Compito da svolgere 1
Nell'estratto sulla complessità, quale progetto viene citato come esempio di lavoro che non è mai solo tecnico o biologico?
Compito da svolgere 2
Riproduci parola per parola il passo dell'estratto sulla complessità che comincia con "Nelle prime due" e prosegue fino a "buon senso (spero).".
___ Estratto ___
Sopravviveremo alla complessità? (terza parte)

Nelle prime due parti di questa breve serie dedicata alla complessità ho cercato di riflettere su due aspetti: come orientarsi in sistemi complessi (https://www.bisoffi.it/2018/11/21/sopravviveremo-alla-complessita-prima-parte/) e come far sì che la complessità generi stabilità invece che caos (https://www.bisoffi.it/2018/12/24/sopravviveremo-alla-complessita-seconda-parte/).

In questa terza parte voglio formulare alcune proposte su come prepararci culturalmente a capire realtà complesse e navigarvi senza perdere l’orientamento. Non sono né uno psicologo né un filosofo e pertanto prendete queste considerazioni come ragionamenti ispirati da buon senso (spero).

La prima idea è che l’istruzione dovrebbe preparare meglio di come faccia ora a comprendere i contesti. Mi spiego. Adesso succede (esagero un po’) che uno studente studi in parallelo gli autori greci classici, la storia medievale, la filosofia dell’illuminismo, l’arte del rinascimento e la letteratura del periodo crepuscolare. Ogni settore è affrontato come se fosse un contenitore chiuso, come se tra letteratura, arte, filosofia, storia, musica di un determinato periodo non ci fossero relazioni strettissime che, se emergessero, farebbero comprendere i diversi contesti storici e culturali in maniera assai più efficace che con un approccio per pezzi discronici.

Ho fatto un esempio tratto dalle discipline umanistiche, ma anche tra materie scientifiche ci sono legami che spesso si comprendono troppo tardi e solo per chi svolge studi avanzati di matematica, statistica, fisica, astronomia, chimica, biologia. Come si può “capire” la fisica senza una buona base matematica?

Capisco che i programmi scolastici siano difficili da confezionare ma uno sforzo per raccordare le materie aiuterebbe a sviluppare gli strumenti mentali e culturali per scoprire le interrelazioni tra elementi di sistemi complessi anche al di fuori dell’ambito scolastico.

Un’altra proposta, che per la verità sta trovando spazio nella scuola grazie soprattutto a insegnanti intelligenti, è di affrontare problemi e realizzare progetti in modo non solo interdisciplinare ma anche transdisciplinare. Un progetto di trasformazione di un’azienda agricola (esempio molto parziale e specifico) non è mai solo tecnico o biologico ma anche economico, sociale, di marketing.
___ Dati forniti ___
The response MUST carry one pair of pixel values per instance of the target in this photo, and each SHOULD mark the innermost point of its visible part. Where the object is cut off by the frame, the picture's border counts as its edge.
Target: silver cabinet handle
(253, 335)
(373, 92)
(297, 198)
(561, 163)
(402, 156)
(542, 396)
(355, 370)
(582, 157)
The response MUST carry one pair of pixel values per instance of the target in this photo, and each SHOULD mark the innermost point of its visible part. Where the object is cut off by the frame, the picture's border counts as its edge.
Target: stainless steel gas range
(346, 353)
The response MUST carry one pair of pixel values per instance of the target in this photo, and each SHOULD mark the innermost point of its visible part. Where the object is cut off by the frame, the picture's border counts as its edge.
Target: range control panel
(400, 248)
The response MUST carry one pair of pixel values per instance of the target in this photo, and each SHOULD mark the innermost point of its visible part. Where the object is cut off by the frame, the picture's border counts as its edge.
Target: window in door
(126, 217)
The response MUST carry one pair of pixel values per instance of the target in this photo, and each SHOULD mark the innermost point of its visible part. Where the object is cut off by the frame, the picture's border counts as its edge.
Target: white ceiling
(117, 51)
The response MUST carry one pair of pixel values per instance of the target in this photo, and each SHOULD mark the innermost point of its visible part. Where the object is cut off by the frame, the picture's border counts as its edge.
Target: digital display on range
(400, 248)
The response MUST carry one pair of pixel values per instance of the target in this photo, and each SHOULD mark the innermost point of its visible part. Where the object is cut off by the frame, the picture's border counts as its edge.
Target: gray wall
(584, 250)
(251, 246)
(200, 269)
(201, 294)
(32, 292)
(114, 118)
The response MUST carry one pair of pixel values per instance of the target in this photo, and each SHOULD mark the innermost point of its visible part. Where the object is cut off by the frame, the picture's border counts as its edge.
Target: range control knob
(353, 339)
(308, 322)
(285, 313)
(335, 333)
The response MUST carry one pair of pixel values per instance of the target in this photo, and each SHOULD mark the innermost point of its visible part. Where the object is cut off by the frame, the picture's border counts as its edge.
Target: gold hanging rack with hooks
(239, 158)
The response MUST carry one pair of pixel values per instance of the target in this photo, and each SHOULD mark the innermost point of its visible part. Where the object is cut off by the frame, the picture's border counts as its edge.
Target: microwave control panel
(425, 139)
___
Soluzione esercizio 1
Un progetto di trasformazione di un'azienda agricola.

Soluzione esercizio 2
Nelle prime due parti di questa breve serie dedicata alla complessità ho cercato di riflettere su due aspetti: come orientarsi in sistemi complessi (https://www.bisoffi.it/2018/11/21/sopravviveremo-alla-complessita-prima-parte/) e come far sì che la complessità generi stabilità invece che caos (https://www.bisoffi.it/2018/12/24/sopravviveremo-alla-complessita-seconda-parte/).

In questa terza parte voglio formulare alcune proposte su come prepararci culturalmente a capire realtà complesse e navigarvi senza perdere l’orientamento. Non sono né uno psicologo né un filosofo e pertanto prendete queste considerazioni come ragionamenti ispirati da buon senso (spero).